PASSAGE DU TEXTE:
============
Oncle Bernard

Mail de Jacques, avant-hier soir, rempli de références et d’allusions auxquelles, comme d’habitude, je ne comprends rien. Il évoque à un moment l’Oncle Bernard et un court instant (très très court instant à vrai dire ; je suis vaniteux mais réaliste) je pense que c’est moi dont il s’agit. Mais non, évidemment, c’est de Bernard Maris, qui publiait sous ce nom ses articles de Charlie Hebdo.

J’aimais beaucoup, comme tout le monde je pense, Bernard Maris, dont j’écoutais les chroniques avec un un grand plaisir ; et avec son souvenir, réveillé par Jacques, revient celui du massacre de Charlie Hebdo et cette question lancinante et générale : comment peut-on tuer pour convaincre, comment peut-on vouloir effrayer ceux dont on recherche l’adhésion, comment peut-on vouloir contraindre un consentement qui n’a de valeur que librement accordé ?

Contrairement aux conquêtes militaires et à la guerre, ce qui fait la valeur de la croyance, de la foi, de l’amour, du don, c’est évidemment qu’ils sont librement et joyeusement donnés, épousés, consentis. Comment peut-on ne pas comprendre que, forcés, ils ne sont plus rien ?
============
TRAVAIL À FAIRE:
1/ Dans le texte sur l’Oncle Bernard, sous quel nom Bernard Maris publiait-il ses articles de Charlie Hebdo ?
2/ Donnez la suite du texte sur l’Oncle Bernard à partir de sa dernière phrase.

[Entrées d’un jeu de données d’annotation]
============
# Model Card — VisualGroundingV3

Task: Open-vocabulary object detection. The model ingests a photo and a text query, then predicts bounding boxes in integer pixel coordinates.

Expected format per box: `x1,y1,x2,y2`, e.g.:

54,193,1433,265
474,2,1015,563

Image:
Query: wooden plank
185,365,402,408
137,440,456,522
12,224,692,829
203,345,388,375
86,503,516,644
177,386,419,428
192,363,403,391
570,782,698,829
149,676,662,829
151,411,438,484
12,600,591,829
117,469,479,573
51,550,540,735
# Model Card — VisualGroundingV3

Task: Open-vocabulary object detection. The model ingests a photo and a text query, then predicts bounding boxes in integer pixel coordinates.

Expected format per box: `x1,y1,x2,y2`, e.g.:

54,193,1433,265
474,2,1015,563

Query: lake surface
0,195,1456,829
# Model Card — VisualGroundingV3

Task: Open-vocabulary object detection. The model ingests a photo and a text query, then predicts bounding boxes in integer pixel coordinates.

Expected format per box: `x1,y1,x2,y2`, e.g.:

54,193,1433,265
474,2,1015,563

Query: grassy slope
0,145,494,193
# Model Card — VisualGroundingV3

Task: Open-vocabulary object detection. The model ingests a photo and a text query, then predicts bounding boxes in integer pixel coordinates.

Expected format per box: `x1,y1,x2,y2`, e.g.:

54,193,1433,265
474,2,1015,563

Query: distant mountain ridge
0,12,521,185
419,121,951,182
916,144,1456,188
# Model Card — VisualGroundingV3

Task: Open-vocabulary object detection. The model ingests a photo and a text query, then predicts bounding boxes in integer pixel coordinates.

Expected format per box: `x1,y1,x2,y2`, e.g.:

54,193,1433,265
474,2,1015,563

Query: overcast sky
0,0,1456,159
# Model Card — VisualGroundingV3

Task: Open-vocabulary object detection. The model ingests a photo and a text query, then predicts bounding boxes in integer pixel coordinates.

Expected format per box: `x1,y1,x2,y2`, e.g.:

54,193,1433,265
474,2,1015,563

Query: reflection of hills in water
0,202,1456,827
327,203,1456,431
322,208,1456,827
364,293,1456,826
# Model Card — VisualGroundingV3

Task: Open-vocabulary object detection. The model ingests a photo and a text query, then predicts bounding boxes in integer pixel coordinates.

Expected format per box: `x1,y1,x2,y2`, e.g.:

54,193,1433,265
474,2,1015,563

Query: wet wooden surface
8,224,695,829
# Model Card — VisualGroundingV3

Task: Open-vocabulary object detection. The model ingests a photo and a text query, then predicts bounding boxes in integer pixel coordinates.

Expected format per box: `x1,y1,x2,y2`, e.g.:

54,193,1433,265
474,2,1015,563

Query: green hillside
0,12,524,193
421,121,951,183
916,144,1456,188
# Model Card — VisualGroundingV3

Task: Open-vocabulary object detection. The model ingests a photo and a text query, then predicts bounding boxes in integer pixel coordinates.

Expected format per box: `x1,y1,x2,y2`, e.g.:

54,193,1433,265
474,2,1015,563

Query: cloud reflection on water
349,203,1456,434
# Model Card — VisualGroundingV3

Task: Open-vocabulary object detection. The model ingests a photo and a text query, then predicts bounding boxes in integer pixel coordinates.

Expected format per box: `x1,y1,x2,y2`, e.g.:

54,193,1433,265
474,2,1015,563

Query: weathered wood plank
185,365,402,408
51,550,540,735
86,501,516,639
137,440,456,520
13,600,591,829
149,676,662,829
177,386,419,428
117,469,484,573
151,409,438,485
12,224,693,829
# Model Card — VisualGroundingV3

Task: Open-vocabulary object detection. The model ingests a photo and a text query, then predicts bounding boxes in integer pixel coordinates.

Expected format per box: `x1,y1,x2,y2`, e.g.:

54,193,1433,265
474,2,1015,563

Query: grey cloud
============
RÉSULTATS DES TÂCHES:
1/ Sous le nom d’Oncle Bernard.

2/
Comment peut-on être assez dépravé pour ne pas comprendre cela et pour massacrer ses opposants, imposer une adhésion ou une foi par la terreur, violer ? Insondable et terrible mystère.

À cette position, qui est de principe et absolue, deux compléments qui ne la contredisent pas mais en éclairent les limites au sens des asymptotes et de la géométrie : la première est qu’il faut parfois contraindre les méchants pour éviter qu’ils ne fassent du mal ; la seconde que, si le consentement ne peut jamais être forcé, la reconnaissance ou l’acceptation peut l’être.

Les méchants, c’est facile : on ne laisse pas l’assassin en paix parce que non seulement sa croyance mais ses agissements sont mortifères. Pour la reconnaissance ou l’acceptation, c’est plus compliqué, plus délicat aussi car moins impératif. Mais enfin c’est ainsi : il faut parfois, pour qu’une chose soit vraiment établie et qu’on puisse la dépasser pour aller de l’avant, qu’elle soit explicitement reconnue, acceptée. Il faut, pour débloquer ce qui est empêtré et continuer à vivre que des rituels de deuil soient suivis, et que des mots – d’excuse, de remerciement, d’amour et parfois tout cela en même temps, n’est-ce pas K. ? – soient prononcés. Et comme, tant que ces gestes n’ont pas été faits ni ces mots prononcés, tout est figé et suspendu, contraindre leur expression peut être légitime.

Mais hors ces cas asymptotiques, comment ne pas voir que, dans la contrainte, meurt l’objet du désir, qui est d’être librement choisi, désiré, épousé, et qu’il n’en reste qu’un goût de cadavre, de sang et de cendre, un dégoût ?

Salut Bernard, et merci Jacques.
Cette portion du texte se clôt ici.